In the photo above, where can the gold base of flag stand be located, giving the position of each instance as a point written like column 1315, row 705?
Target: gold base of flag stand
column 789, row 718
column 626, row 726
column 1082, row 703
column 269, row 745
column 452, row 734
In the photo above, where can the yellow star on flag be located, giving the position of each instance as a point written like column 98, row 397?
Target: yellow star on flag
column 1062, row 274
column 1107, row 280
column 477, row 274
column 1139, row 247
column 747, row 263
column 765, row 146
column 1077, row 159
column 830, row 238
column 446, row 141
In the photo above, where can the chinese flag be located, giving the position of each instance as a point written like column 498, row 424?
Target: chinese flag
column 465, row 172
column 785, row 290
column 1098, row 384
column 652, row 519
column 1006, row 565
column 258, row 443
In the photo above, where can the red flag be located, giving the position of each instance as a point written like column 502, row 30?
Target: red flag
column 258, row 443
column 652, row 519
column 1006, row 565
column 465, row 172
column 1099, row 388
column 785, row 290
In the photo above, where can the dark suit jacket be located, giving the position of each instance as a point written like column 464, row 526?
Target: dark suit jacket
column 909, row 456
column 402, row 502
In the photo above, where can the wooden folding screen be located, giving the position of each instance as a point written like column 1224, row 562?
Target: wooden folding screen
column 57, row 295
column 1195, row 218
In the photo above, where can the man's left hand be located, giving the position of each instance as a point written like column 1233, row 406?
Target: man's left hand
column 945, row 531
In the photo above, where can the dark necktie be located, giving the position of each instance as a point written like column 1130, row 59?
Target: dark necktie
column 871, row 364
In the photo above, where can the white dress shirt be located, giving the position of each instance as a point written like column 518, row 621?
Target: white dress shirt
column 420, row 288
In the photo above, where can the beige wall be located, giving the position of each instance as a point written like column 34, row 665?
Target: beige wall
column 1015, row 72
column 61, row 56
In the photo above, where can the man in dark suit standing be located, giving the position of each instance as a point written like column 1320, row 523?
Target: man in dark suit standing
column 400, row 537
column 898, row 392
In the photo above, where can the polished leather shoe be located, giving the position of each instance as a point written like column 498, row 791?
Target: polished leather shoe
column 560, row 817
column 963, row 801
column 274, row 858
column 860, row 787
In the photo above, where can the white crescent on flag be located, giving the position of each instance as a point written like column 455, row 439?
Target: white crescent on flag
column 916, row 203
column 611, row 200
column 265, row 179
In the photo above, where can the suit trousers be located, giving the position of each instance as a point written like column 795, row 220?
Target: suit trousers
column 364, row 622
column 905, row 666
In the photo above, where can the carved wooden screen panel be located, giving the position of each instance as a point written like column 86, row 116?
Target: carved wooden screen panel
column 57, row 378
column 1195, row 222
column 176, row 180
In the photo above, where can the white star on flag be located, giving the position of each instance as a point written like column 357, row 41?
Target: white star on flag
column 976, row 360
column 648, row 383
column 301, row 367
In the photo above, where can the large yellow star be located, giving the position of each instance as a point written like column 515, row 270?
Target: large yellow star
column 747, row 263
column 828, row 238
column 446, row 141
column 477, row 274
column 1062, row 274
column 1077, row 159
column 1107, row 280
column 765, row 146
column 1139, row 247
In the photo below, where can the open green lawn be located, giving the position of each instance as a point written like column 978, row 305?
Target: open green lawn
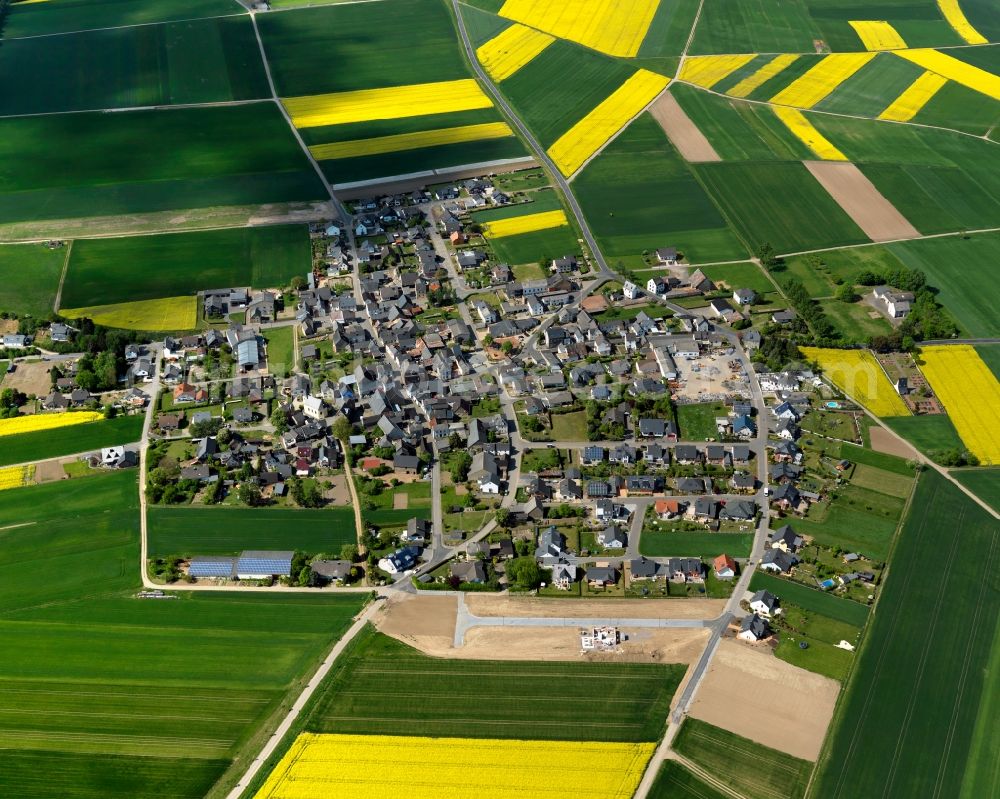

**WORK INSTRUCTIONS**
Format the material above as a JSON list of strings with one string per line, omitting blank lines and leaving out the pictures.

**ANSWER TO THE EXERCISE**
[
  "In the photo above, where can the gold base of flag stand be located, giving the position of each instance as a point written like column 1315, row 705?",
  "Target: gold base of flag stand",
  "column 789, row 718",
  "column 626, row 726",
  "column 1082, row 703",
  "column 269, row 745",
  "column 452, row 734",
  "In the photo above, where can the yellow star on flag be located, giving the position of each instance as a point written like column 98, row 397?",
  "Target: yellow star on flag",
  "column 1062, row 274",
  "column 1107, row 280",
  "column 477, row 274",
  "column 1139, row 247",
  "column 747, row 263",
  "column 765, row 146",
  "column 1077, row 159",
  "column 830, row 238",
  "column 446, row 141",
  "In the photo above, where can the chinese flag be located, giving the position of each instance as a point written like column 498, row 424?",
  "Target: chinese flag",
  "column 465, row 172",
  "column 785, row 290",
  "column 1098, row 384",
  "column 652, row 519",
  "column 1006, row 565",
  "column 258, row 443",
  "In the photo above, where can the red flag be located, giving the position of each instance as a point written like column 502, row 30?",
  "Target: red flag",
  "column 258, row 443",
  "column 652, row 519",
  "column 1006, row 565",
  "column 465, row 172",
  "column 1099, row 388",
  "column 785, row 290",
  "In the photo above, where can the dark suit jacket be located, giving the position of each instance as a point written like column 464, row 526?",
  "Target: dark suit jacket",
  "column 909, row 456",
  "column 402, row 502",
  "In the photo above, where can the wooden folding screen be located, giving the position of each instance as a point written like column 1224, row 562?",
  "Target: wooden folding screen",
  "column 57, row 295",
  "column 1195, row 218",
  "In the photo above, where can the man's left hand be located, giving the position of each instance as a point written like column 1233, row 406?",
  "Target: man's left hand",
  "column 945, row 531",
  "In the photo above, where can the dark necktie be located, giving the position of each instance as a point written like column 1130, row 59?",
  "Target: dark necktie",
  "column 871, row 364",
  "In the photo above, where can the white dress shirt be located, giving the position of each instance as a point written like column 518, row 621?",
  "Target: white dress shirt",
  "column 420, row 288",
  "In the photo above, where can the beige wall be located, giving the position of each instance as a point written like column 34, row 665?",
  "Target: beige wall",
  "column 1015, row 72",
  "column 61, row 56",
  "In the photo above, where can the man in dark suit standing be located, giving the position of each instance as a point written like column 1320, row 523?",
  "Target: man in dark suit standing",
  "column 400, row 537",
  "column 898, row 392",
  "In the photo above, where can the polished leather shoe be located, giving the position of each instance as a point written like column 498, row 791?",
  "Target: polished leather shoe",
  "column 560, row 817",
  "column 963, row 801",
  "column 274, row 858",
  "column 860, row 787",
  "In the photo above, where can the white crescent on flag be located, giving the position of each instance as a point written like column 455, row 439?",
  "Target: white crescent on flag",
  "column 916, row 203",
  "column 611, row 200",
  "column 265, row 179",
  "In the photo above, where can the suit trousers be located, giving the position of each instance as a point written like column 795, row 220?",
  "Target: suit trousers",
  "column 364, row 622",
  "column 905, row 666",
  "In the photo above, where can the carved wooden screen panel be located, giving the position of each instance as a point written like column 86, row 116?",
  "Target: carved wooden screen panel",
  "column 57, row 378",
  "column 1195, row 222",
  "column 176, row 180",
  "In the photo above, where can the white star on flag be located, giving the position of each instance as a point written like column 357, row 41?",
  "Target: white star on flag",
  "column 976, row 360",
  "column 648, row 383",
  "column 301, row 367",
  "In the photo above, where can the large yellow star be located, giving the position of each instance as a point written like column 515, row 270?",
  "Target: large yellow star",
  "column 747, row 263",
  "column 828, row 238",
  "column 446, row 141",
  "column 477, row 274",
  "column 1062, row 274",
  "column 1077, row 159",
  "column 1107, row 280",
  "column 765, row 146",
  "column 1139, row 247",
  "In the photo below, where can the open green lawn be located, giving the position of each instance as a point written like column 978, row 305?",
  "Target: open green lawn"
]